The NeuroNet reproduction highlights the value of open-source workflow implementations for scientific transparency. While the original study provided model architecture code, the lack of complete training configuration parameters prevented exact reproduction. By providing this open implementation through SleePyPhases, future researchers gain access to both the data handling and a documented reference implementation, addressing gaps in the original publication. This represents a key contribution: converting proprietary or incompletely documented research into fully transparent, reproducible implementations.

Several design considerations emerged from the reproduction studies. The SleepTransformer reproduction required adapting intra-epoch validation to full epoch-based validation due to framework architecture, though this did not affect final results. The framework’s TensorFlow 2.0+ requirements necessitated model conversions for some legacy implementations, highlighting version compatibility considerations when providing long-term data access infrastructure. These adaptations demonstrate the framework’s flexibility while identifying areas where enhanced abstraction could improve methodological fidelity across diverse study designs.

The workflow framework provides efficient infrastructure for multi-dataset sleep research. The combination of optimized preprocessing storage and flexible data manipulation enables rapid iteration during method development. The configuration-based approach allows researchers to modify experimental parameters without code changes, facilitating systematic exploration of data access patterns and preprocessing strategies.

The framework’s ability to handle diverse datasets and preprocessing requirements through configuration alone significantly reduces the technical overhead typically associated with multi-dataset studies. This standardization enables researchers to focus on scientific questions rather than data infrastructure concerns, lowering barriers to entry for sleep research and enabling studies that would be impractical with custom data handling approaches.

Although the framework is primarily focused on sleep research, the principles are applicable to other physiological signal analysis domains. For example, similar harmonized data access patterns could support ECG analysis for arrhythmia detection or EEG analysis for seizure detection when appropriate dataset plugins are provided.

[Spatial localization data]
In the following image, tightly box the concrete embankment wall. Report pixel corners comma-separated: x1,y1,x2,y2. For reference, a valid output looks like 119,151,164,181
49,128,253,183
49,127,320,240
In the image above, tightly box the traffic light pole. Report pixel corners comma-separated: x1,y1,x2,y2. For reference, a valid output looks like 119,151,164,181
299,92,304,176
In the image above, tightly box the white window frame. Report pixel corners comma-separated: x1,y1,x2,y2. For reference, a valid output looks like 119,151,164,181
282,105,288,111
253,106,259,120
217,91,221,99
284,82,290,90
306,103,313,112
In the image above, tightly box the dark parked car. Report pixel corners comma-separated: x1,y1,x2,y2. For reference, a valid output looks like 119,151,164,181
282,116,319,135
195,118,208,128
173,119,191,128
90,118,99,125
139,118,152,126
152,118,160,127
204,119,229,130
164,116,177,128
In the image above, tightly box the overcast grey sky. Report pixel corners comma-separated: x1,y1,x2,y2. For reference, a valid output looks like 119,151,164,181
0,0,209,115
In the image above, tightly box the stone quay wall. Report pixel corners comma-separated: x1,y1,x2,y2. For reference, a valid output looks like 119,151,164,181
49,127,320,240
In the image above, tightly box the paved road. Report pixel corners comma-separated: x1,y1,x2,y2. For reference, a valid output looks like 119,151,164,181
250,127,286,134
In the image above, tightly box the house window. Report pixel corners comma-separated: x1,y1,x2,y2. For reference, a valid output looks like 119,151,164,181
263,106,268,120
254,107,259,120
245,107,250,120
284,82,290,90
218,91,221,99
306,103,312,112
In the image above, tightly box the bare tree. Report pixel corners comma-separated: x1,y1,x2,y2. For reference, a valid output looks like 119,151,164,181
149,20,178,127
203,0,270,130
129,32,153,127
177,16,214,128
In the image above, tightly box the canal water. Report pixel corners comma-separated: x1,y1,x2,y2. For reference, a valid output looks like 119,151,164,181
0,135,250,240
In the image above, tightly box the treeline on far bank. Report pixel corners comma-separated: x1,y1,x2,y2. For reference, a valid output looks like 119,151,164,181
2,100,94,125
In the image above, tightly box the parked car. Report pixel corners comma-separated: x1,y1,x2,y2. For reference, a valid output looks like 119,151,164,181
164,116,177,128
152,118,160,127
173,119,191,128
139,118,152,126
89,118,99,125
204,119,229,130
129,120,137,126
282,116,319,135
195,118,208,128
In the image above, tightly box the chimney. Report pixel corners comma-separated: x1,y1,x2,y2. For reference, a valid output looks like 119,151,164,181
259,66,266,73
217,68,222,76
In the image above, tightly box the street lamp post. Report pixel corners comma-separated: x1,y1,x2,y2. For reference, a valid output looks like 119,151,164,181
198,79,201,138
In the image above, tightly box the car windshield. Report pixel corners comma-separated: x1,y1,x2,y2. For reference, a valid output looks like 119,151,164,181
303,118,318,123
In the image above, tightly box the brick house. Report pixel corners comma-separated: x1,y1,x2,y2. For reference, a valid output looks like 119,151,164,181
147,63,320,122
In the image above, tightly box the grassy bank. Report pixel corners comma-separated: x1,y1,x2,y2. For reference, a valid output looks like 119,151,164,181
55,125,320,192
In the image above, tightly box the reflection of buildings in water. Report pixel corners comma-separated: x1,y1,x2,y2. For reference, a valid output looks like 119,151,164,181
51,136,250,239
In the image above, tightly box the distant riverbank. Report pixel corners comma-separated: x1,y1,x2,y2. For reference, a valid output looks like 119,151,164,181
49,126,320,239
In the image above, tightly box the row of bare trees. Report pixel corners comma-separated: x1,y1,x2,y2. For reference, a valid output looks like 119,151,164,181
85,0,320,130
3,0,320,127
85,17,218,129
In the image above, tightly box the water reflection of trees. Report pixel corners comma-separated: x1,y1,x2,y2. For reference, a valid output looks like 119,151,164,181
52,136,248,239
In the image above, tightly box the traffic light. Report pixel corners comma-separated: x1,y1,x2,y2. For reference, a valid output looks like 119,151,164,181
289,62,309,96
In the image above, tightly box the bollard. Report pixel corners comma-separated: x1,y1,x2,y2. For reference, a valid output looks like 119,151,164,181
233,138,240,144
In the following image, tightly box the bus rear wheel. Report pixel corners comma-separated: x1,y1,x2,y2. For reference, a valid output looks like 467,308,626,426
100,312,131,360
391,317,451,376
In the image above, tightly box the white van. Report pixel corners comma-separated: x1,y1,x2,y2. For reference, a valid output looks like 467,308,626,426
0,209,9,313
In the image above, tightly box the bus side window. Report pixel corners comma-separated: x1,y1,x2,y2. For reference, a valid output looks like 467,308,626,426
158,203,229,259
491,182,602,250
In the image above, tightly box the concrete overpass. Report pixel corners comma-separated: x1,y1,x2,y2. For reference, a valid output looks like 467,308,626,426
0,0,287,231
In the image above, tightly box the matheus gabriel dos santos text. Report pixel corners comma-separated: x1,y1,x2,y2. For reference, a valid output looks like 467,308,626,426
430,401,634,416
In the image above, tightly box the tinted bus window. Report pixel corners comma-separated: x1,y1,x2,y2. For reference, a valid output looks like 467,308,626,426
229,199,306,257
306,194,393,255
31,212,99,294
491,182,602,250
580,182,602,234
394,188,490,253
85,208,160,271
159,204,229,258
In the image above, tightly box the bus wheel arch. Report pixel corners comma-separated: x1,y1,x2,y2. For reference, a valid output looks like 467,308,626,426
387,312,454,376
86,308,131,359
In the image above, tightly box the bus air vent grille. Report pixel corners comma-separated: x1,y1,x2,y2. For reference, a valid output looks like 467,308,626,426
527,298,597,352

EXPLORE THE MATERIAL:
[1] In the SleePyPhases discussion, rewrite the paragraph beginning "Several design considerations emerged" as a bulleted list that keeps its main facts.
[2] Decide whether each statement agrees with the SleePyPhases discussion. Answer yes or no for each and quote the deciding words.
(a) The original NeuroNet study supplied code for its model architecture.
(b) Changing the validation approach for SleepTransformer altered its final results.
(c) Researchers must change code to modify experimental parameters in the framework.
[3] List every named model, framework, or software library mentioned in the SleePyPhases discussion.

ANSWERS TO THE PROBLEMS:
[1]
- The reproduction studies raised several design considerations.
- For the SleepTransformer reproduction, the framework architecture forced a change from intra-epoch validation to full epoch-based validation. Final results were not affected.
- The framework requires TensorFlow 2.0+, so some legacy implementations needed model conversions. This shows the version compatibility issues involved in long-term data access infrastructure.
- These adaptations show the framework's flexibility. They also point to areas where better abstraction could improve methodological fidelity across diverse study designs.

[2]
(a) Yes: "While the original study provided model architecture code"
(b) No: "though this did not affect final results"
(c) No: "allows researchers to modify experimental parameters without code changes"

[3]
- NeuroNet
- SleePyPhases
- SleepTransformer
- TensorFlow (2.0+)